> Exercise objective: Would you transcribe the listing that follows word for word, skipping pictures?
<<<<
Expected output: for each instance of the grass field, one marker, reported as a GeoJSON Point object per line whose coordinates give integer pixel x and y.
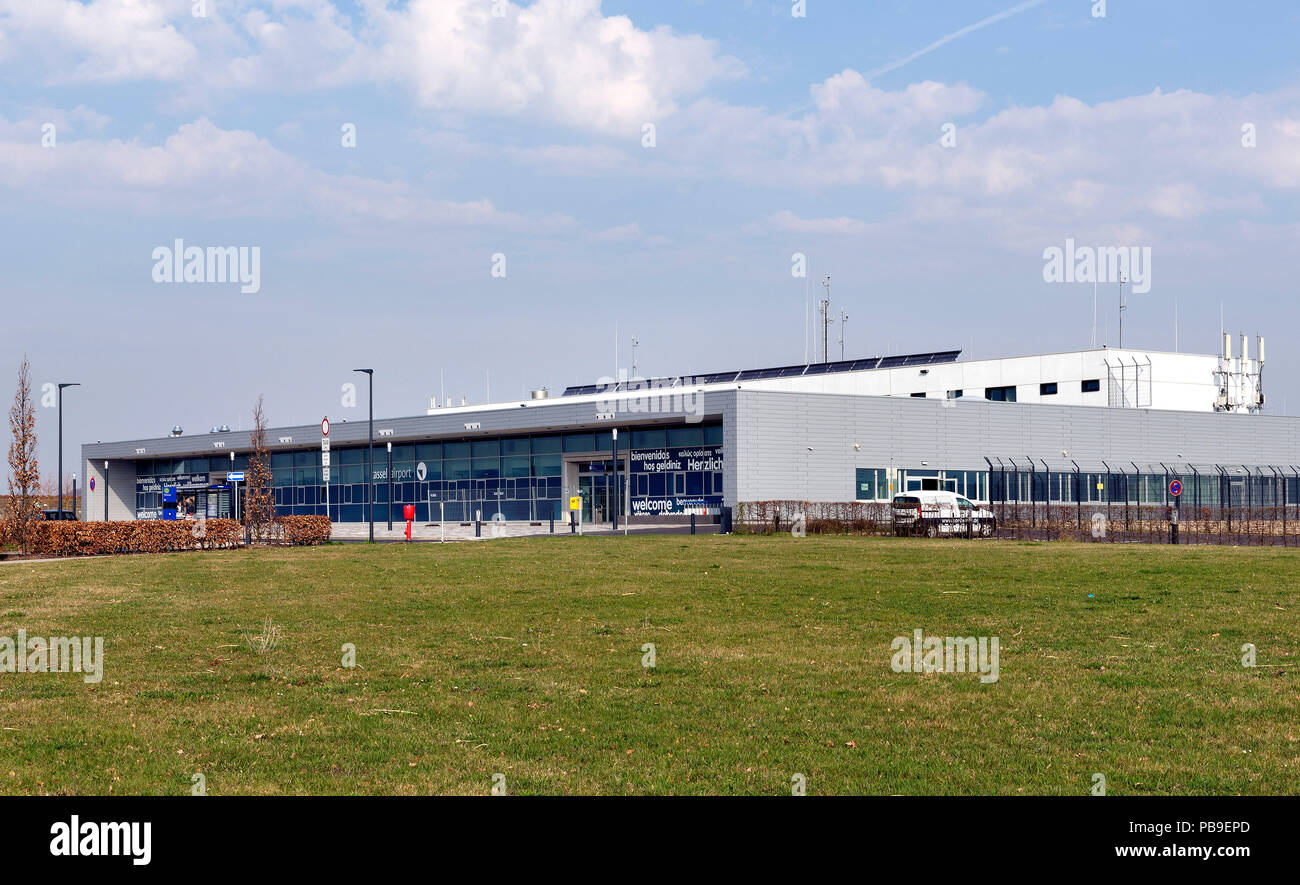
{"type": "Point", "coordinates": [524, 658]}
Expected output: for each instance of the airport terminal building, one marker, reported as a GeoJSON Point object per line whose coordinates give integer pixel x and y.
{"type": "Point", "coordinates": [828, 432]}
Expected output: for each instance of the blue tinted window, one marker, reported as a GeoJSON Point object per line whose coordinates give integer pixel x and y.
{"type": "Point", "coordinates": [514, 465]}
{"type": "Point", "coordinates": [546, 465]}
{"type": "Point", "coordinates": [486, 468]}
{"type": "Point", "coordinates": [649, 439]}
{"type": "Point", "coordinates": [685, 437]}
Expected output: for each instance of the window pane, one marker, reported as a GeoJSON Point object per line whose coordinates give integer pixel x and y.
{"type": "Point", "coordinates": [579, 442]}
{"type": "Point", "coordinates": [679, 437]}
{"type": "Point", "coordinates": [649, 439]}
{"type": "Point", "coordinates": [514, 465]}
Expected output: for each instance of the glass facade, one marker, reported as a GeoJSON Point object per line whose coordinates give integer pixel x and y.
{"type": "Point", "coordinates": [667, 471]}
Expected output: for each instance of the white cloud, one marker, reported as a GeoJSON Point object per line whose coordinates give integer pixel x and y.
{"type": "Point", "coordinates": [787, 221]}
{"type": "Point", "coordinates": [229, 173]}
{"type": "Point", "coordinates": [108, 39]}
{"type": "Point", "coordinates": [560, 61]}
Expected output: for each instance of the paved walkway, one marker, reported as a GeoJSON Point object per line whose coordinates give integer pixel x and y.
{"type": "Point", "coordinates": [458, 532]}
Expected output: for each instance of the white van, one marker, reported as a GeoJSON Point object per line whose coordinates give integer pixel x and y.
{"type": "Point", "coordinates": [940, 513]}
>>>>
> Written response:
Expected output: for each instance of the grass field, one marker, reported as a GeoJSON Point object per line whose coordinates give integer pixel x and y.
{"type": "Point", "coordinates": [524, 658]}
Expected output: for each instance of the airport terminal building, one marker, reported as a GeoJSON Point object per line whose coordinates give integer pixel x and y.
{"type": "Point", "coordinates": [828, 432]}
Expected output: for each instance of the blue tinted window, one marker, reported as a GeoJSON Point object per line whose coordinates give integer pixel x and y.
{"type": "Point", "coordinates": [514, 465]}
{"type": "Point", "coordinates": [546, 465]}
{"type": "Point", "coordinates": [486, 468]}
{"type": "Point", "coordinates": [649, 439]}
{"type": "Point", "coordinates": [685, 437]}
Expected output: for each instance of the window pane, one marker, reported as a GeoJSON Point object per line whose coordinates give integer pixel x and y.
{"type": "Point", "coordinates": [579, 442]}
{"type": "Point", "coordinates": [679, 437]}
{"type": "Point", "coordinates": [649, 439]}
{"type": "Point", "coordinates": [514, 465]}
Expected output: for each instance of the glass facade, one marker, reported as a GeoJSON Point object per line whose coordinates give integer pixel x and y.
{"type": "Point", "coordinates": [667, 471]}
Expected output: for each instance of the white cloud, one marker, reported as a GeoJSON Point object per line whose coordinates give integer pixel x and y.
{"type": "Point", "coordinates": [787, 221]}
{"type": "Point", "coordinates": [229, 173]}
{"type": "Point", "coordinates": [108, 39]}
{"type": "Point", "coordinates": [560, 61]}
Expected output: for each instance of the paved walkway, one marker, reported as a GeoJSON Point object per line whose coordinates give integer pixel x and y.
{"type": "Point", "coordinates": [458, 532]}
Expected output: for each instance of the white van, one marker, reported as a GeoJSON Point object per line whose coordinates give integer pixel x and y.
{"type": "Point", "coordinates": [940, 513]}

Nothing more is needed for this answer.